**Text block:**
[Start of Attachment]

What my colleague has said about the religious institutions is right. If they are not willing to pay up, we should seize what they have and force them to pay up. Constitutional rights can be set aside, as we saw during the financial crisis, when a state wants to do it. If a religious institution has assets that would pay for some of the damage that has been done, then it should do so.

I would also ask the question today as to whether any one man in the State has ever come forward and said he fathered one of those children. Does anybody know of a man who was said he was responsible for Mary Whatever-her-name-is or Julie Whatever-her-name-is being put into a Magdalen laundry or sent to Bessborough House and that having had his way with her, he deserted her? I have never heard of one man coming forward. I grew up in Salthill in Galway. There were girls who found themselves pregnant and went away. I know some of them now have a relationship with the child they had but I also know none of the guys I hung around with ever came forward and said they were the father of the child. In fact, they would use the entire resources of their family to deny fathering a child.

[End of Attachment]

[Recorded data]
[Start of Attachment]

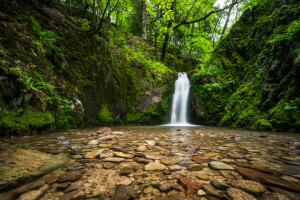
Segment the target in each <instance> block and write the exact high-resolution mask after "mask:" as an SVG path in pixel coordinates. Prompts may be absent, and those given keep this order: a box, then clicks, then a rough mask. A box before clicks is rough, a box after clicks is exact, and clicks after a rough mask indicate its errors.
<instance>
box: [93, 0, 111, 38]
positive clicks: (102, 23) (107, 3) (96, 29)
mask: <svg viewBox="0 0 300 200" xmlns="http://www.w3.org/2000/svg"><path fill="white" fill-rule="evenodd" d="M109 4H110V0H108V1H107V3H106V6H105V8H104V11H103V13H102V17H101V20H100V23H99V25H98V27H97V29H96V33H98V32H99V31H100V29H101V27H102V24H103V21H104V17H105V13H106V11H107V8H108V5H109Z"/></svg>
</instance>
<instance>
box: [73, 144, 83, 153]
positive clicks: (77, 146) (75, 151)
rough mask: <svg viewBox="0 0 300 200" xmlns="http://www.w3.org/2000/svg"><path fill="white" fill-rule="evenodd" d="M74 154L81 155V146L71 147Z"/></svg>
mask: <svg viewBox="0 0 300 200" xmlns="http://www.w3.org/2000/svg"><path fill="white" fill-rule="evenodd" d="M71 150H72V154H78V153H81V150H82V149H81V146H75V145H74V146H71Z"/></svg>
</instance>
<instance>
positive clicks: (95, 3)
mask: <svg viewBox="0 0 300 200" xmlns="http://www.w3.org/2000/svg"><path fill="white" fill-rule="evenodd" d="M96 7H97V0H93V20H92V25H93V28H95V27H96Z"/></svg>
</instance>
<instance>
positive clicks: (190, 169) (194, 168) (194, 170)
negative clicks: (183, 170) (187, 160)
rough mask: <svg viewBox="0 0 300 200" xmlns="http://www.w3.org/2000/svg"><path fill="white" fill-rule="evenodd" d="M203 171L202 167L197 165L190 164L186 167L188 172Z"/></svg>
mask: <svg viewBox="0 0 300 200" xmlns="http://www.w3.org/2000/svg"><path fill="white" fill-rule="evenodd" d="M202 169H203V166H201V165H199V164H192V165H189V166H188V170H189V171H201V170H202Z"/></svg>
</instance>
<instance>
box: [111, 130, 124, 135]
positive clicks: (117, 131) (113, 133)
mask: <svg viewBox="0 0 300 200" xmlns="http://www.w3.org/2000/svg"><path fill="white" fill-rule="evenodd" d="M111 134H113V135H124V133H123V132H121V131H113V132H112V133H111Z"/></svg>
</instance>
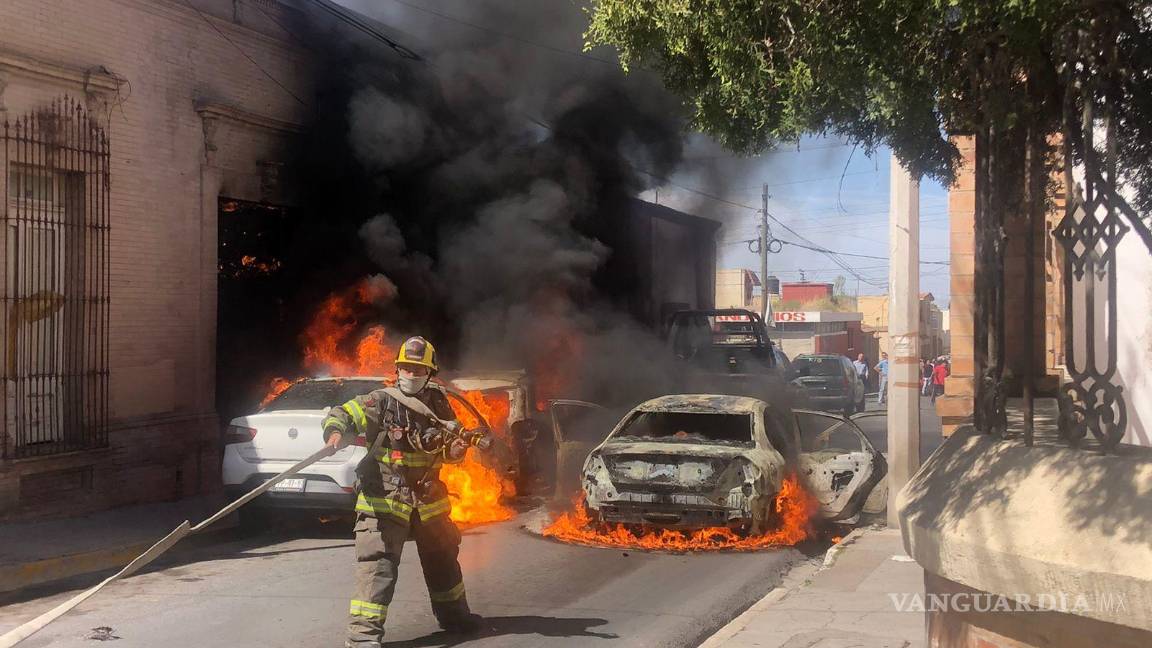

[End of Attachment]

**Parts of the exercise:**
1. From the speech excerpt, return the passage that begins with the words containing "I would also" and ends with "fathering a child.".
2. In the speech excerpt, where does the speaker say they grew up?
3. List each sentence of the first paragraph of the speech excerpt.
Answer using only the speech excerpt.

**Solutions by task:**
1.
I would also ask the question today as to whether any one man in the State has ever come forward and said he fathered one of those children. Does anybody know of a man who was said he was responsible for Mary Whatever-her-name-is or Julie Whatever-her-name-is being put into a Magdalen laundry or sent to Bessborough House and that having had his way with her, he deserted her? I have never heard of one man coming forward. I grew up in Salthill in Galway. There were girls who found themselves pregnant and went away. I know some of them now have a relationship with the child they had but I also know none of the guys I hung around with ever came forward and said they were the father of the child. In fact, they would use the entire resources of their family to deny fathering a child.

2. In Salthill in Galway.

3.
What my colleague has said about the religious institutions is right.
If they are not willing to pay up, we should seize what they have and force them to pay up.
Constitutional rights can be set aside, as we saw during the financial crisis, when a state wants to do it.
If a religious institution has assets that would pay for some of the damage that has been done, then it should do so.